Transcribed word for word, the lines below from the one with "Target: tree trunk" through the last line of the records form the answer; no picture is to be included.

= DATA SUPPLIED =
++++++++++++++++++++

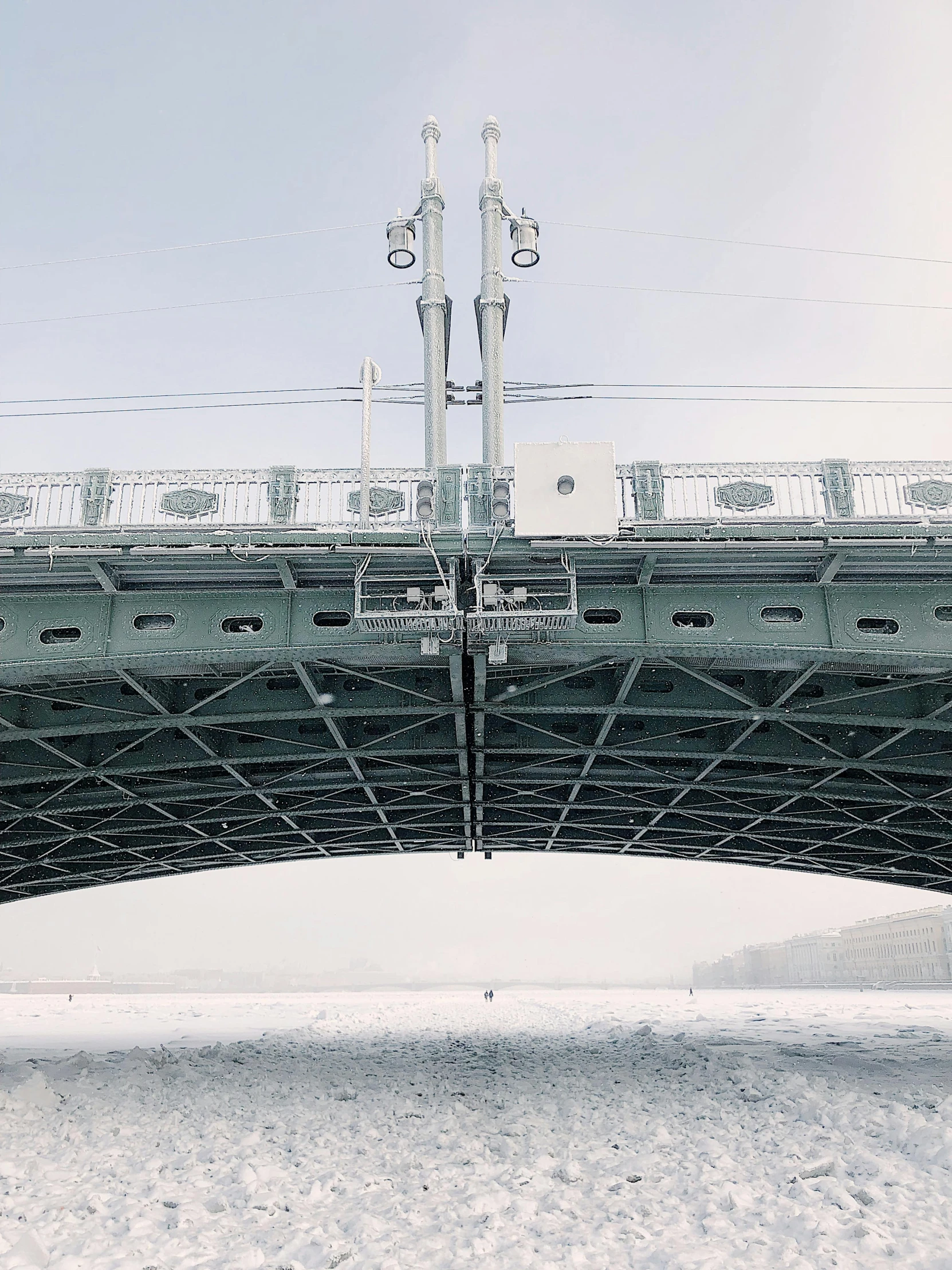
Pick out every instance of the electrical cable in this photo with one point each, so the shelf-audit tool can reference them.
(600, 397)
(188, 247)
(509, 401)
(207, 304)
(150, 397)
(778, 247)
(512, 386)
(516, 385)
(204, 406)
(727, 295)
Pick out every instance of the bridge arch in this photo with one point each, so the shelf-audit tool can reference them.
(190, 697)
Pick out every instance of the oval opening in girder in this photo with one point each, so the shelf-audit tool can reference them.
(154, 621)
(782, 614)
(696, 621)
(332, 618)
(60, 636)
(243, 625)
(878, 625)
(602, 616)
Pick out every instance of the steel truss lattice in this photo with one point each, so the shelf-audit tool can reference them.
(645, 734)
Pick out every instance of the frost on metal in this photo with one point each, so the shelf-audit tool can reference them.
(645, 493)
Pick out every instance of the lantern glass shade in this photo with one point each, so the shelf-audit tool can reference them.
(400, 239)
(525, 234)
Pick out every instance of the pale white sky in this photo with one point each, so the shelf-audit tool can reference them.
(150, 125)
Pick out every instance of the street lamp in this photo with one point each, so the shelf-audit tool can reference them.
(400, 238)
(433, 305)
(493, 304)
(525, 234)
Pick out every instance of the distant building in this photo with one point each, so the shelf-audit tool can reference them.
(899, 949)
(907, 948)
(815, 958)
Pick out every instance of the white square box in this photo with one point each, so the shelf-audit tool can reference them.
(565, 488)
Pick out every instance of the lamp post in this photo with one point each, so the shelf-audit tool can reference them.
(402, 236)
(433, 307)
(493, 301)
(369, 375)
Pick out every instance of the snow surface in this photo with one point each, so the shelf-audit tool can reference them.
(406, 1131)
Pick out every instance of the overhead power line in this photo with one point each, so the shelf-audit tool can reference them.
(203, 406)
(416, 399)
(606, 397)
(516, 385)
(209, 304)
(188, 247)
(150, 397)
(777, 247)
(729, 295)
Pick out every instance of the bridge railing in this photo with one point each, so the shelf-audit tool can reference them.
(647, 493)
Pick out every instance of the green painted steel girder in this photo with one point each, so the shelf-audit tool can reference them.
(167, 709)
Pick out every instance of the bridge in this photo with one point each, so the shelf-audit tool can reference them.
(213, 668)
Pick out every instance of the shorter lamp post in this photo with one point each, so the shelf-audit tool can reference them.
(369, 375)
(433, 305)
(491, 303)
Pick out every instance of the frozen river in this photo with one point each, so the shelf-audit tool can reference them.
(410, 1131)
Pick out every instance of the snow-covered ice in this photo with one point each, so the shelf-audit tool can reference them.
(406, 1131)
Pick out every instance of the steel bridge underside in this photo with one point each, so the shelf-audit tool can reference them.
(813, 746)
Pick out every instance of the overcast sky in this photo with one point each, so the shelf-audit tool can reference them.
(158, 125)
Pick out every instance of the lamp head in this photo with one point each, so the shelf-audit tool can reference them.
(525, 236)
(400, 242)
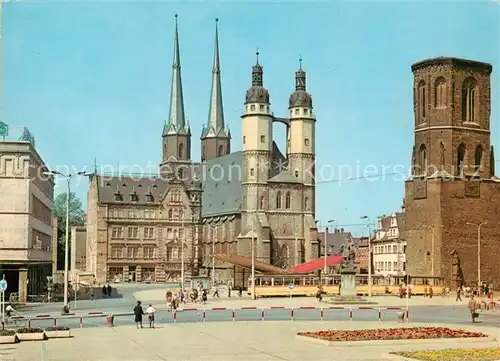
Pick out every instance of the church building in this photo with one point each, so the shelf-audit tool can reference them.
(148, 228)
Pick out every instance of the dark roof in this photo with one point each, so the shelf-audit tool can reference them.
(126, 186)
(334, 240)
(455, 62)
(222, 192)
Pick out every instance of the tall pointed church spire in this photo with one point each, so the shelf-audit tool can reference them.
(215, 126)
(176, 122)
(216, 112)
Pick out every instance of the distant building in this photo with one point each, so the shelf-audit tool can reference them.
(362, 253)
(389, 245)
(335, 238)
(78, 249)
(26, 203)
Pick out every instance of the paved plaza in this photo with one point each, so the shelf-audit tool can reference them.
(217, 341)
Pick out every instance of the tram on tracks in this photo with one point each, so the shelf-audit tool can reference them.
(307, 285)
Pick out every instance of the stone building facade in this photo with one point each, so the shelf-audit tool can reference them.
(260, 195)
(217, 207)
(389, 246)
(453, 193)
(26, 204)
(144, 227)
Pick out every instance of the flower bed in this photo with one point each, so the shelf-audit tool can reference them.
(414, 333)
(478, 354)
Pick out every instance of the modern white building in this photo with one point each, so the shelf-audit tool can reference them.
(389, 246)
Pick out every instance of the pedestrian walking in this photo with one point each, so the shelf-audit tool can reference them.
(151, 315)
(138, 313)
(472, 309)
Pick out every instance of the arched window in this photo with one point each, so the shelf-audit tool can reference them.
(440, 93)
(285, 254)
(422, 101)
(460, 159)
(469, 100)
(441, 155)
(287, 200)
(422, 157)
(478, 156)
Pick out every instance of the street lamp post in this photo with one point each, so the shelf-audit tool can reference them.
(253, 258)
(66, 240)
(478, 250)
(369, 256)
(325, 269)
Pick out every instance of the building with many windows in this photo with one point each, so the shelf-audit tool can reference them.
(389, 245)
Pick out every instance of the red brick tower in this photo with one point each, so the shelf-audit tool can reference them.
(452, 198)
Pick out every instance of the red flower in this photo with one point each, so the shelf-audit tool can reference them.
(392, 334)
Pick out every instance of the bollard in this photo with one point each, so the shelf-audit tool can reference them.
(110, 320)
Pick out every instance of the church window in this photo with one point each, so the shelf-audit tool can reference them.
(278, 200)
(469, 100)
(478, 156)
(422, 103)
(440, 93)
(287, 200)
(460, 159)
(422, 160)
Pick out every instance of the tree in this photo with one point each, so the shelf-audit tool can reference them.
(76, 218)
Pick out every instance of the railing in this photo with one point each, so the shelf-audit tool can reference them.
(233, 314)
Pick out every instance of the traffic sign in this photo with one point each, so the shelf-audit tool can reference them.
(3, 285)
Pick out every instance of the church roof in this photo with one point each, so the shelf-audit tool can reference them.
(222, 191)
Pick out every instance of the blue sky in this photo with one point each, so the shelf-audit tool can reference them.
(92, 79)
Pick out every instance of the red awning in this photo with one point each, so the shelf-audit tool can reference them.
(316, 264)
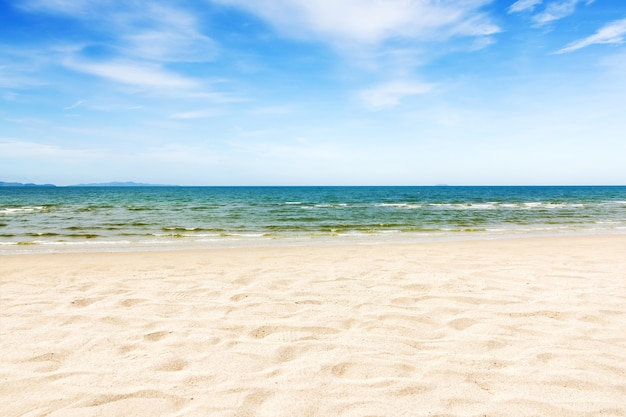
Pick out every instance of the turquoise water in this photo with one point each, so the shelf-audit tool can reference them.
(121, 218)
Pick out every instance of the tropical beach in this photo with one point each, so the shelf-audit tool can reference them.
(504, 327)
(325, 208)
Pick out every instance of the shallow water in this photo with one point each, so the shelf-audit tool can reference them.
(80, 218)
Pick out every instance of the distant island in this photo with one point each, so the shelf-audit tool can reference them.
(103, 184)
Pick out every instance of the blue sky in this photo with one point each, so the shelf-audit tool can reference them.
(303, 92)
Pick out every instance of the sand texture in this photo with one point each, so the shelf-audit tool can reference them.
(518, 327)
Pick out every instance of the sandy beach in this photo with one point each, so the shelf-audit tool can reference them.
(509, 327)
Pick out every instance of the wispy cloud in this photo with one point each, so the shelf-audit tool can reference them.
(390, 94)
(145, 30)
(553, 11)
(196, 114)
(349, 22)
(142, 75)
(73, 106)
(524, 5)
(613, 32)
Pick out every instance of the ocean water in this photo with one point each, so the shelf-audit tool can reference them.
(129, 218)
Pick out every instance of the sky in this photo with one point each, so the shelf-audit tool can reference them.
(313, 92)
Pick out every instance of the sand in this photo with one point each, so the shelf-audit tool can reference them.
(517, 327)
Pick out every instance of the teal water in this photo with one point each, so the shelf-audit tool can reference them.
(120, 218)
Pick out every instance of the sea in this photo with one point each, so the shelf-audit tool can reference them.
(78, 219)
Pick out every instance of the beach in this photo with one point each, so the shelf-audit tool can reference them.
(532, 326)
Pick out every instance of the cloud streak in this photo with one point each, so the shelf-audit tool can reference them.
(612, 33)
(391, 94)
(524, 5)
(134, 74)
(371, 22)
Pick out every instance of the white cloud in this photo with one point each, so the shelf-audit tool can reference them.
(390, 94)
(555, 11)
(613, 32)
(524, 5)
(370, 22)
(139, 29)
(73, 106)
(196, 114)
(134, 74)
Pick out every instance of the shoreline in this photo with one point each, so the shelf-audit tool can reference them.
(345, 240)
(503, 327)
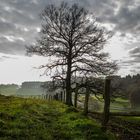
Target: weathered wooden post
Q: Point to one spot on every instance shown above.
(76, 95)
(86, 102)
(64, 96)
(61, 96)
(106, 112)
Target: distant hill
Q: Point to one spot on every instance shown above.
(30, 89)
(9, 89)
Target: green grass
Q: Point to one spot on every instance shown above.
(34, 119)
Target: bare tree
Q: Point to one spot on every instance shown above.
(71, 35)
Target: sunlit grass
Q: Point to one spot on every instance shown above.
(35, 119)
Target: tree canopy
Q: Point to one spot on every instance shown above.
(73, 39)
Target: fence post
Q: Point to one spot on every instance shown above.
(106, 112)
(86, 102)
(76, 95)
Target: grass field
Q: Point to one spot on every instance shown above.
(32, 119)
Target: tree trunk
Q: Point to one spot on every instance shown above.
(75, 98)
(106, 104)
(86, 102)
(68, 80)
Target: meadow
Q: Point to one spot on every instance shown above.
(37, 119)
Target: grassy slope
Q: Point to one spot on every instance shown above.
(28, 119)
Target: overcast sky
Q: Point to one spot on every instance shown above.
(20, 26)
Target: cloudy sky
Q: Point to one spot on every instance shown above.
(20, 26)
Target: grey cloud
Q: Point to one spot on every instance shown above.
(135, 51)
(15, 15)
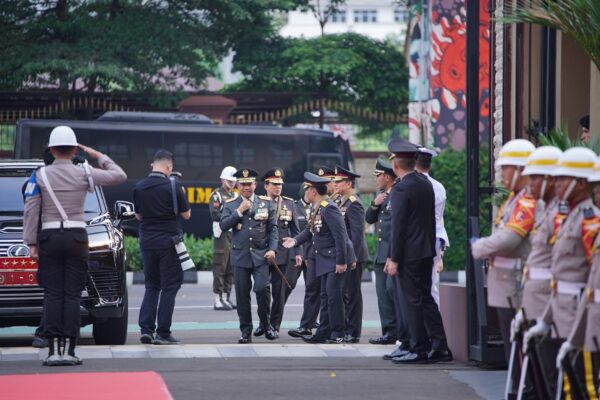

++++++++++++++++++++

= RESULT OF THE TASK =
Target: tree trunk
Q: Point to one spot on every instance shown above.
(75, 98)
(106, 104)
(86, 102)
(68, 80)
Target: meadow
Q: Point to one spot on every instance shown above.
(37, 119)
Target: grassy slope
Q: Point to one spot on every instance shown above.
(28, 119)
Target: overcast sky
Q: Point to one spot on every instance shown above.
(20, 26)
Target: cloudy sky
Q: Point to one spot on every instance shown above.
(20, 26)
Target: grey cloud
Q: Point to one spot on every instance shown above.
(135, 51)
(15, 15)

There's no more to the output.